**DOCUMENT SEGMENT**
-- Opening Marker --
Future lunar rovers exploring the dark polar craters of the Moon will require efficient energy storage systems

Energy storage key for future space missions

Nasa has selected proposals for development of advanced energy storage systems in a quest for technology that will allow deep space exploration.

Four concepts have been chosen by the agency searching for novel ways to power its spacecraft in future challenging missions to the Moon and other celestial bodies.

The projects include research in lithium-sulphur batteries, which are widely believed to eventually replace currently dominating lithium-ion cells, offering higher energy density and lower cost.

Nasa believes the systems developed as part of the project will allow the agency to send its spacecraft to places previously difficult to access such as the dark polar craters of the Moon, Mars and distant asteroids.

"Nasa's advanced space technology development doesn't stop with hardware and instruments for spacecraft," said Michael Gazarik, associate administrator for Space Technology at Nasa Headquarters in Washington. "New energy storage technology will be critical to our future exploration of deep space - whether missions to an asteroid, Mars or beyond. That's why we're investing in this critical mission technology area."

The novel energy storage systems have to be able to survive in extreme environments and show exceptional reliability.

Phase one of the project will see the four teams from the California Institute of Technology, Indiana University, the University of Maryland and private company Amprius, from California, to be awarded $250,000 towards the development and further funding to carry out an eight-month component test and analysis phase.

In the second and third phase, the research centres will receive up to $3m to develop hardware prototypes.
-- Closing Marker --
**WORK REQUEST 1**
In the energy storage article, who is the associate administrator for Space Technology at Nasa Headquarters?
**WORK REQUEST 2**
Please write out the part of the energy storage article starting at "Energy storage key" and ending at "deep space exploration.".

**INFORMATION SHOWN**
-- Opening Marker --
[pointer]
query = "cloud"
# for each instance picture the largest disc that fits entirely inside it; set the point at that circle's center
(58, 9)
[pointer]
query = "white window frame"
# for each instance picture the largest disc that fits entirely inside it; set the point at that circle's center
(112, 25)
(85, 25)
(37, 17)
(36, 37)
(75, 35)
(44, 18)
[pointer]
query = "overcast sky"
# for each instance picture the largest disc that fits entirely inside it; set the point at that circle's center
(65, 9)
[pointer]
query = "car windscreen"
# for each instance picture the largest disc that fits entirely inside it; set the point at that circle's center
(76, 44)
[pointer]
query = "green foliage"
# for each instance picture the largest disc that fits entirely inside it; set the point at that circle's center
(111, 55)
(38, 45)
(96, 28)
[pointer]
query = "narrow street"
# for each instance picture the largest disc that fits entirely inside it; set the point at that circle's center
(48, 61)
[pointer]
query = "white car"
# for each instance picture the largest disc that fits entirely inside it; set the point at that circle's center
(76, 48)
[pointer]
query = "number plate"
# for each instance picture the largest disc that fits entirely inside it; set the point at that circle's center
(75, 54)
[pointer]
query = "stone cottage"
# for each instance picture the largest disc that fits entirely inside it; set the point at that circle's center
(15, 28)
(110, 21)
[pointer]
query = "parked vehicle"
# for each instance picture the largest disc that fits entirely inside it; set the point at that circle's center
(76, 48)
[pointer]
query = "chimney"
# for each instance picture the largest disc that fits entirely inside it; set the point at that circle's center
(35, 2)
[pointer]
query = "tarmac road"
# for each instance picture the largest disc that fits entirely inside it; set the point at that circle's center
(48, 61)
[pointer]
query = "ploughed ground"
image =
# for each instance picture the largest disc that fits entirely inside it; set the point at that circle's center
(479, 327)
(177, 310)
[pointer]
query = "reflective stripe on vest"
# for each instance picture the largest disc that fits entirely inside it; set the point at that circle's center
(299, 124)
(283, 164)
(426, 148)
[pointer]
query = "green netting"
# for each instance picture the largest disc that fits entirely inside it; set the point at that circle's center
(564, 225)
-- Closing Marker --
**RESULT 1**
Michael Gazarik

**RESULT 2**
Energy storage key for future space missions

Nasa has selected proposals for development of advanced energy storage systems in a quest for technology that will allow deep space exploration.